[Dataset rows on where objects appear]
□ □ □
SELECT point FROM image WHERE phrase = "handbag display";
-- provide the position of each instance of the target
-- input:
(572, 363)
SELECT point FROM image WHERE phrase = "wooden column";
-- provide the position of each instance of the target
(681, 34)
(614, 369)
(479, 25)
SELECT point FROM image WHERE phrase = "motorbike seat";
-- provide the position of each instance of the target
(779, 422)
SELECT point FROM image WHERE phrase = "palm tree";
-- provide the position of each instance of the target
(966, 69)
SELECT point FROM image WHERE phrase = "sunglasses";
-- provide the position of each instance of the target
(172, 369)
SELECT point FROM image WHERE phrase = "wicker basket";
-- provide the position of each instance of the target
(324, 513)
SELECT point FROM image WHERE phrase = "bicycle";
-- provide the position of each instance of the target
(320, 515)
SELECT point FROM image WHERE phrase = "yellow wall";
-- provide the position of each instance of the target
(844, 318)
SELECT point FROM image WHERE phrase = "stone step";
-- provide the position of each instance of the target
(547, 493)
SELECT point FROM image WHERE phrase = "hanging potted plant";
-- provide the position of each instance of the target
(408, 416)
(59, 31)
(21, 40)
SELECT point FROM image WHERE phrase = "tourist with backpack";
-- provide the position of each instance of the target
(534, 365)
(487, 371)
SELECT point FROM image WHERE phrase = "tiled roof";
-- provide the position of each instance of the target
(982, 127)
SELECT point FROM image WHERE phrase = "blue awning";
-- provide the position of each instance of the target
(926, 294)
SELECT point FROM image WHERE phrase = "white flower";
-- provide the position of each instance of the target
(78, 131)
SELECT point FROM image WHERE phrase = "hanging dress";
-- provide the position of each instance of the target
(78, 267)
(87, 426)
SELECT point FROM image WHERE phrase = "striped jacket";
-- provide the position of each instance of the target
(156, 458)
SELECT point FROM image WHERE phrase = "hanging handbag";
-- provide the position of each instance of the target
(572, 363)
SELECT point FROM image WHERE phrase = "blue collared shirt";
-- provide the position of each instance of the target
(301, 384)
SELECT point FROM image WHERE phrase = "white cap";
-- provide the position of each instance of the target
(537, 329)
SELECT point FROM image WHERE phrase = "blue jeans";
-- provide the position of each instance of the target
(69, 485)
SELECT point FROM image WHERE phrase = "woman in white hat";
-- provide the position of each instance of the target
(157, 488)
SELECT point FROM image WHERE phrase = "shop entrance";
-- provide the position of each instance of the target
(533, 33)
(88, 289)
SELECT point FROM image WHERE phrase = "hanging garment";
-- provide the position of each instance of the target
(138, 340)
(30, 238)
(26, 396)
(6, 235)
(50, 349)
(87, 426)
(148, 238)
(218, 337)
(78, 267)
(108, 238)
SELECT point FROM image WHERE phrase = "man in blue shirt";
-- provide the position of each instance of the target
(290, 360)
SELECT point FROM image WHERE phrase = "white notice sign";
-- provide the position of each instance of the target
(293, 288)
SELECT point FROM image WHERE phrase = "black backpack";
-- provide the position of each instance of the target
□ □ □
◆ EXERCISE DIRECTIONS: Write out every line exactly as it stands.

◆ SOLUTION TO THE EXERCISE:
SELECT point FROM image WHERE phrase = "handbag display";
-- provide the position of each instance of the target
-- input:
(572, 363)
SELECT point FROM image WHERE phrase = "wooden column";
-- provide the position of each instance of the target
(681, 34)
(614, 369)
(479, 25)
SELECT point FROM image WHERE phrase = "motorbike seat";
-- provide the position of each instance of the target
(779, 422)
SELECT point FROM image WHERE phrase = "palm tree";
-- provide the position of each instance of the target
(966, 69)
SELECT point FROM image WHERE phrase = "sunglasses";
-- provide the position of each instance of the target
(172, 369)
SELECT point FROM image WHERE phrase = "wicker basket";
-- provide the position of each instance of the target
(324, 513)
SELECT point FROM image WHERE phrase = "bicycle";
-- provide the position of each instance of the target
(320, 515)
SELECT point FROM image WHERE phrase = "yellow wall";
-- provide the position of each instance of the target
(844, 318)
SELECT point FROM image WHERE phrase = "stone step";
-- provide the position of each instance of the target
(547, 493)
SELECT point FROM image WHERE phrase = "hanging potted plant";
-- provide the position of each instance of the target
(408, 416)
(59, 31)
(21, 40)
SELECT point FROM image WHERE phrase = "tourist with backpack";
-- provide the position of each instance of the target
(534, 365)
(487, 371)
SELECT point FROM image WHERE phrase = "tiled roof";
-- provide the position of each instance of the target
(982, 127)
SELECT point FROM image WHERE phrase = "blue awning";
-- provide the position of each instance of the target
(926, 294)
SELECT point FROM image WHERE phrase = "white flower";
-- provide the position of each instance of the target
(78, 131)
SELECT point FROM image WHERE phrase = "hanging dress";
-- provide the position of each instance of the target
(78, 267)
(87, 426)
SELECT point FROM image WHERE phrase = "striped jacket";
-- provide the position of each instance of the target
(156, 458)
SELECT point FROM image WHERE phrase = "hanging handbag";
-- provide the position of each instance of the target
(572, 363)
SELECT point FROM image WHERE phrase = "blue collared shirt";
-- provide the position of each instance of the target
(301, 384)
SELECT point FROM image WHERE phrase = "white cap";
-- provide the position of each instance of the target
(537, 329)
SELECT point FROM image WHERE phrase = "blue jeans";
-- provide the position of each instance of the target
(69, 485)
SELECT point FROM image WHERE phrase = "woman in white hat";
-- provide the position of each instance of the target
(157, 488)
SELECT point FROM image WHERE phrase = "shop entrance";
-- provide the position of each instance of the target
(533, 33)
(88, 289)
SELECT point FROM image WHERE phrase = "hanging garment";
-- provide the position of each instance of the target
(138, 340)
(30, 238)
(26, 396)
(6, 235)
(50, 349)
(87, 426)
(148, 238)
(218, 337)
(78, 267)
(108, 238)
SELECT point FROM image WHERE phrase = "man in blue shirt";
-- provide the position of each instance of the target
(290, 360)
SELECT point FROM image WHERE phrase = "white notice sign";
-- provide the position of each instance of the target
(293, 288)
SELECT point FROM image WHERE phrase = "black backpack";
-- provide the position of each instance of the target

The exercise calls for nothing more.